• SOURCE
===============

Stocks around the world have rebounded from their lows in March: the FTSE-100 is up 10%; the FTSE Eurofirst is up 9%; the S&P 500 is up 8%; and stocks in Japan were up a remarkable 22% at the time of writing.

Does this signal that equity investors and the market more widely is beginning to anticipate the end of the credit crunch? Are there signs, albeit tentative ones, of the debt markets re-opening?

It is difficult to know what the answer is at this point, but certainly CFOs should be wary of being fooled by recent signs of the crunch easing.

The macro economic picture is at best unclear; inflation is increasing sharply, with the retail price index up 0.9% on the month and 4.2% on the year.

Expectations of UK interest rate movements have moved from two cuts over the next year to increasing doubts that we will see further cuts for some time.

Corporate earnings remain relatively strong, 2008 has already seen more defaults across the US and UK than in the whole of 2007, according to S&P, and very few CEOs and CFOs are optimistic of the outlook for their company over the next year.

===============

• AVAILABLE DATA

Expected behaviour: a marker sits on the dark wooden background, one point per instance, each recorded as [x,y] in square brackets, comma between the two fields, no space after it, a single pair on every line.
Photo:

===============

• WORK INSTRUCTIONS
a - Decide whether each statement agrees with the credit-crunch commentary, answering yes or no and quoting the words that decide it:
(i) The FTSE-100 has risen 10% from its March low.
(ii) The retail price index rose 4.2% on the month.
(iii) Expectations for UK interest rates have shifted toward more cuts.
b - From the credit-crunch commentary, reproduce word for word the stretch from "Corporate earnings remain" through "the next year.".
c - Answer these questions using the credit-crunch commentary:
(i) Which stock market shows the largest rise, and by how much?
(ii) According to S&P, how do defaults in 2008 compare with those in 2007?
(iii) What should CFOs be wary of?
The lines are separate material from the credit-crunch commentary.

• ANSWER SET
a -
(i) Yes: "the FTSE-100 is up 10%"
(ii) No: "up 0.9% on the month and 4.2% on the year"
(iii) No: "moved from two cuts over the next year to increasing doubts that we will see further cuts for some time"

b -
Corporate earnings remain relatively strong, 2008 has already seen more defaults across the US and UK than in the whole of 2007, according to S&P, and very few CEOs and CFOs are optimistic of the outlook for their company over the next year.

c -
(i) Stocks in Japan, up 22% at the time of writing.
(ii) 2008 has already seen more defaults across the US and UK than the whole of 2007.
(iii) Being fooled by recent signs of the crunch easing.